* _Brief_:
Please return only the lines from the one showing "Where can you see the curb" to the end of the entries, keeping both ends and dropping every picture.

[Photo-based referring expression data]
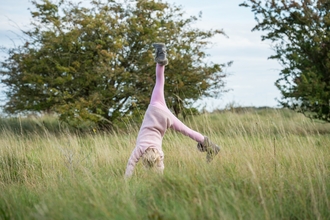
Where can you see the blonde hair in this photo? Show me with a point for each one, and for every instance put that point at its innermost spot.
(151, 157)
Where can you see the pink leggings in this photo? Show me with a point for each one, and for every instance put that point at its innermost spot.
(158, 100)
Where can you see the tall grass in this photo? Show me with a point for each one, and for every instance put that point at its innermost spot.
(273, 165)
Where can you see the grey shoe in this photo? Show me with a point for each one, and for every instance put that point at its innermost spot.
(160, 55)
(209, 147)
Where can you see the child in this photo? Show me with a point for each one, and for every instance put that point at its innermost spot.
(157, 119)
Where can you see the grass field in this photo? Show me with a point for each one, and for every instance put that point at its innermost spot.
(274, 164)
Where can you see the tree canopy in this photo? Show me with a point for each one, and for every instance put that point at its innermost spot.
(95, 63)
(300, 32)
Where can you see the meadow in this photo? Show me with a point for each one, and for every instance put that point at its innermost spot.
(273, 164)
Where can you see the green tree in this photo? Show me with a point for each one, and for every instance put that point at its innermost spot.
(95, 63)
(300, 31)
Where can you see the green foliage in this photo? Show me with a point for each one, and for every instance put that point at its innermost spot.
(267, 169)
(301, 33)
(95, 64)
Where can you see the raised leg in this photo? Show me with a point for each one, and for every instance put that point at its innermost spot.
(158, 91)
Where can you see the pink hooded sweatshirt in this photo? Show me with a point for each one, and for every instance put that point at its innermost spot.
(155, 123)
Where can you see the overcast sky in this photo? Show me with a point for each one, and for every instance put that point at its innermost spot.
(252, 75)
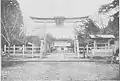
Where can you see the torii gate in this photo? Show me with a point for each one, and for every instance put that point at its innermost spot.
(59, 21)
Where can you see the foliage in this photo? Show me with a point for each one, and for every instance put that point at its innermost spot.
(49, 38)
(113, 25)
(89, 27)
(33, 39)
(11, 21)
(107, 7)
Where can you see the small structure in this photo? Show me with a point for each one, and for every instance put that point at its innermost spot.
(102, 45)
(63, 45)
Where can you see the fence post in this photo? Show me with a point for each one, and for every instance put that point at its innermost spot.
(87, 49)
(14, 49)
(23, 50)
(32, 51)
(77, 48)
(5, 48)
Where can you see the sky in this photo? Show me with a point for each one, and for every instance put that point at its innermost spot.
(67, 8)
(52, 8)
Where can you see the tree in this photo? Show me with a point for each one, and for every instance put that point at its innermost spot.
(107, 7)
(84, 29)
(33, 39)
(113, 25)
(11, 22)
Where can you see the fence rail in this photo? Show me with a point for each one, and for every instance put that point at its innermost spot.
(24, 51)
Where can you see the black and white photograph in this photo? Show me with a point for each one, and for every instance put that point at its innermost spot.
(60, 40)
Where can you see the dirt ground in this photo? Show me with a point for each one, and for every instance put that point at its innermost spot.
(59, 71)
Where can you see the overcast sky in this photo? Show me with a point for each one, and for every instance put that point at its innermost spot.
(68, 8)
(52, 8)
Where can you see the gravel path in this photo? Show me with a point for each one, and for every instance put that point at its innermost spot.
(63, 71)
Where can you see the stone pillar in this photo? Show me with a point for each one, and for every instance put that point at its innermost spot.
(74, 46)
(77, 42)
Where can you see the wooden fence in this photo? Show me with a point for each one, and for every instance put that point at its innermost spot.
(24, 51)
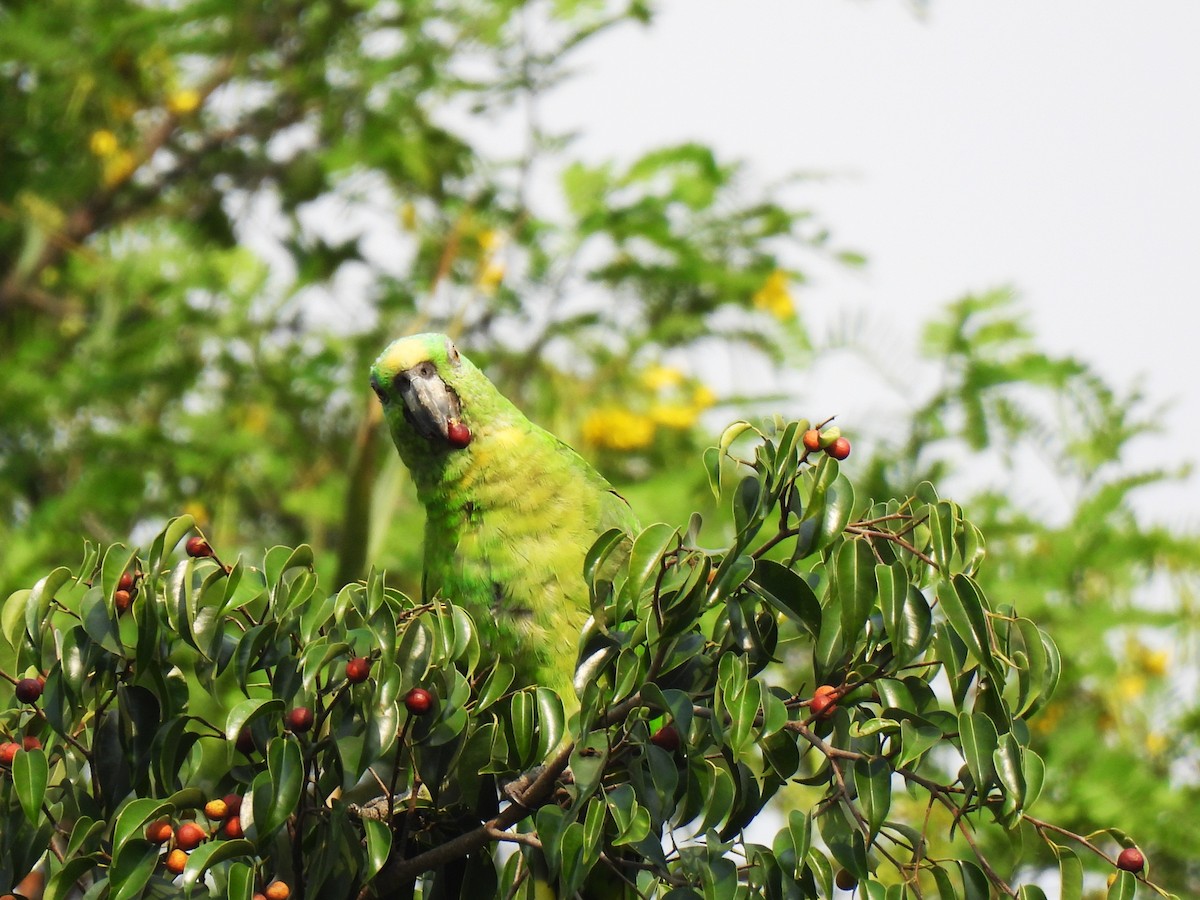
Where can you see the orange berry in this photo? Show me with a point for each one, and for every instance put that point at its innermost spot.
(216, 809)
(29, 690)
(189, 835)
(358, 670)
(177, 861)
(197, 547)
(1131, 861)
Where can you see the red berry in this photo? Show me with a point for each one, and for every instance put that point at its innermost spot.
(299, 719)
(29, 690)
(197, 547)
(190, 835)
(123, 600)
(160, 832)
(177, 861)
(666, 738)
(358, 670)
(825, 701)
(418, 701)
(839, 449)
(1131, 859)
(459, 435)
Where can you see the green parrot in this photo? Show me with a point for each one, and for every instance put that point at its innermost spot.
(510, 509)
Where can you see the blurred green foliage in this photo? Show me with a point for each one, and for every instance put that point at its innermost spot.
(213, 215)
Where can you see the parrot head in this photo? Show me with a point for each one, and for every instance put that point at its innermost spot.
(426, 387)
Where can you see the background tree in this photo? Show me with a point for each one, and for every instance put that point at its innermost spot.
(214, 215)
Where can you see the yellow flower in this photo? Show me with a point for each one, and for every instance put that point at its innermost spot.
(659, 377)
(1048, 720)
(617, 429)
(102, 143)
(490, 277)
(490, 240)
(675, 415)
(1155, 663)
(703, 397)
(197, 510)
(118, 168)
(184, 102)
(774, 297)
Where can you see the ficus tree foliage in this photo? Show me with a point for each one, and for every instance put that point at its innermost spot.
(214, 215)
(838, 658)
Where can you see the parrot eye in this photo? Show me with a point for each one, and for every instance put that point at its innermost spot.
(378, 389)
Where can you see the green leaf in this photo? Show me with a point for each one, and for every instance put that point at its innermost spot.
(631, 819)
(747, 507)
(12, 617)
(916, 737)
(30, 774)
(975, 881)
(65, 881)
(799, 826)
(276, 791)
(832, 503)
(787, 592)
(213, 852)
(133, 817)
(247, 711)
(166, 541)
(132, 869)
(37, 604)
(378, 846)
(963, 604)
(84, 828)
(977, 733)
(873, 780)
(1071, 873)
(855, 587)
(1035, 777)
(1007, 760)
(241, 882)
(649, 546)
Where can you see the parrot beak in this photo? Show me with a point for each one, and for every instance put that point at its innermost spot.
(430, 405)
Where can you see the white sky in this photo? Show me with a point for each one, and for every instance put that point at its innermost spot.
(1053, 147)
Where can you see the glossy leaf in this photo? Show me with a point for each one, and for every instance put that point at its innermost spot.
(30, 775)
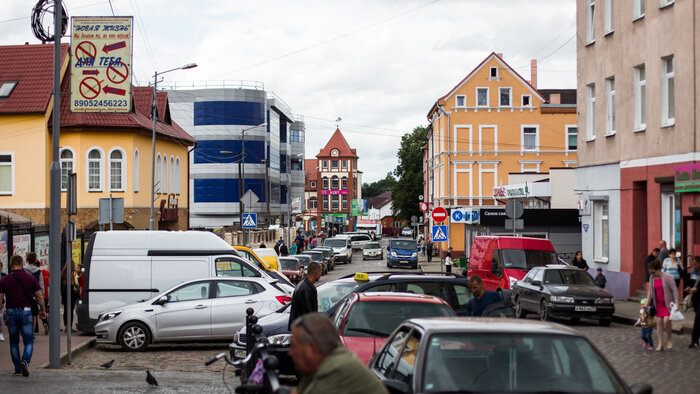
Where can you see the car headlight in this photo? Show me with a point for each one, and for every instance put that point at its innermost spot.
(109, 316)
(279, 339)
(563, 299)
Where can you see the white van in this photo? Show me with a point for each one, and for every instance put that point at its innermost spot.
(122, 267)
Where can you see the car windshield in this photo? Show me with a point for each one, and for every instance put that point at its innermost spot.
(331, 293)
(526, 259)
(568, 277)
(468, 362)
(403, 244)
(289, 264)
(335, 243)
(380, 318)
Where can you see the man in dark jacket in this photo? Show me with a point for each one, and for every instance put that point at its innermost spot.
(304, 299)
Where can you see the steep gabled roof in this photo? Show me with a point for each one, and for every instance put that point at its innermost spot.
(31, 66)
(337, 141)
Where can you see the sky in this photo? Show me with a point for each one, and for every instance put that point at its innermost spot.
(379, 65)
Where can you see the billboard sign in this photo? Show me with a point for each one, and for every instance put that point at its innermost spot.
(101, 64)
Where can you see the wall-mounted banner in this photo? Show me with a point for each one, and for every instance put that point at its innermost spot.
(100, 66)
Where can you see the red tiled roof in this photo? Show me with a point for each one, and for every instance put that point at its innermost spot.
(32, 67)
(337, 141)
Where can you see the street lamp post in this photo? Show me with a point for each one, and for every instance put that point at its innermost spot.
(151, 222)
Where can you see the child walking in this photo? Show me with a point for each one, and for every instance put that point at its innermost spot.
(646, 321)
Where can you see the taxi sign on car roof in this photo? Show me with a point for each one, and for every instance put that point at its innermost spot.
(361, 276)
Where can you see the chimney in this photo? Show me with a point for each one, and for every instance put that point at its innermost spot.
(533, 73)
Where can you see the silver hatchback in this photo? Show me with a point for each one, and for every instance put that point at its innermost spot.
(212, 308)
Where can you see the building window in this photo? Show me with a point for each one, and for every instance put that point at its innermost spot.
(590, 111)
(571, 137)
(136, 170)
(504, 94)
(609, 15)
(334, 202)
(530, 138)
(67, 166)
(601, 230)
(638, 8)
(590, 21)
(610, 106)
(7, 170)
(482, 97)
(116, 170)
(94, 170)
(334, 183)
(667, 91)
(525, 100)
(640, 98)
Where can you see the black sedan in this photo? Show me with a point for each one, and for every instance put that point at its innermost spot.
(556, 291)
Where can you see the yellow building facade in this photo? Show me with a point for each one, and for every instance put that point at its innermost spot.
(493, 124)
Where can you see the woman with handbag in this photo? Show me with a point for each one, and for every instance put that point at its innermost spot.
(662, 291)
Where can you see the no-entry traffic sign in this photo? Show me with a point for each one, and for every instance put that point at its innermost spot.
(439, 214)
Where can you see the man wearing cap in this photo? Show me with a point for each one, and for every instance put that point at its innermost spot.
(600, 278)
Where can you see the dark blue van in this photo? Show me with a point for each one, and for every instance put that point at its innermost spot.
(402, 252)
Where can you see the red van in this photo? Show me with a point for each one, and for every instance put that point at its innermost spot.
(501, 261)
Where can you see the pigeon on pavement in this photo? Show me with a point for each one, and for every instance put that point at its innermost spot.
(150, 379)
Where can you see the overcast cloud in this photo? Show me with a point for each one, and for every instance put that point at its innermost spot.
(378, 64)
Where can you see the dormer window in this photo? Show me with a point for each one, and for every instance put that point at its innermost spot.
(6, 88)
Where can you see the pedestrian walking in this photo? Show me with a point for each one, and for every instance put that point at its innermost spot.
(579, 261)
(672, 266)
(304, 299)
(325, 365)
(600, 278)
(661, 293)
(693, 285)
(23, 293)
(646, 321)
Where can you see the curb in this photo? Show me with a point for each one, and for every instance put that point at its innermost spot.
(74, 352)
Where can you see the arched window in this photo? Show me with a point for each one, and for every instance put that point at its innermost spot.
(136, 170)
(67, 166)
(94, 173)
(116, 170)
(158, 180)
(334, 183)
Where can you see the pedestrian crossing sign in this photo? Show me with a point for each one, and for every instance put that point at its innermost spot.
(250, 220)
(439, 233)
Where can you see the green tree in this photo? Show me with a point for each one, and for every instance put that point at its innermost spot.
(409, 174)
(378, 187)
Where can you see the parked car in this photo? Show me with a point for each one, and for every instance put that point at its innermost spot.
(292, 268)
(555, 291)
(365, 320)
(342, 248)
(501, 261)
(402, 252)
(328, 253)
(470, 355)
(318, 257)
(212, 308)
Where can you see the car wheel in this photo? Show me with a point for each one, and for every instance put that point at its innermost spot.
(134, 337)
(544, 315)
(520, 313)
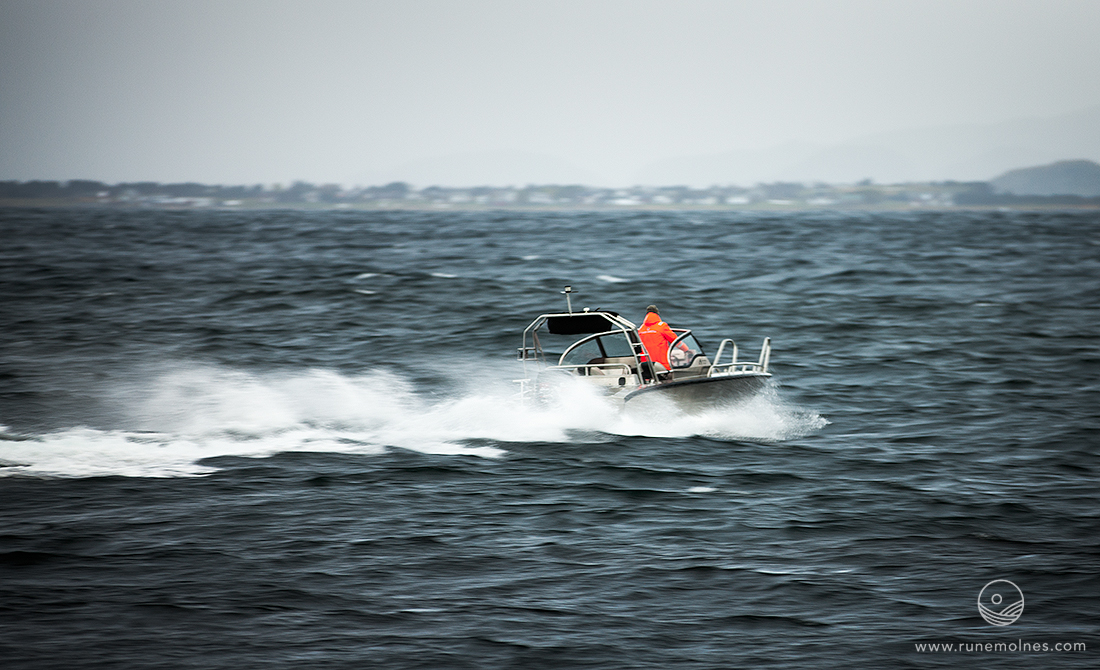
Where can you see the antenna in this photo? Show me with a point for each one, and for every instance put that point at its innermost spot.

* _Response_:
Where can you see the curb in this photo? Show me with a point for each one, and for every instance put that point at its innermost spot.
(74, 352)
Where can you see the arched window in this photo? Show me with a point for each one, and for every instance put that point at its innermost spot.
(136, 170)
(67, 166)
(94, 173)
(116, 170)
(158, 180)
(334, 183)
Where can you see the pedestrian crossing sign in this photo? Show me with a point for each one, and for every instance put that point at its innermost spot.
(250, 220)
(439, 233)
Where can you see the green tree in this photo? Show me with a point for each one, and for every instance put that point at its innermost spot.
(409, 174)
(378, 187)
Where can you see the parked car in this photo? Show me with a point for each one, and for every instance put that point at its innermost spot.
(292, 268)
(555, 291)
(365, 320)
(342, 248)
(501, 261)
(402, 252)
(328, 253)
(470, 355)
(318, 257)
(212, 308)
Where can you see the car wheel in this photo? Show me with a point for each one, and for every instance put that point at its innermost spot.
(134, 337)
(544, 315)
(520, 313)
Where can you see the antenna in this photo? Show me with a point for each one, and for every instance put that point at its innermost spot.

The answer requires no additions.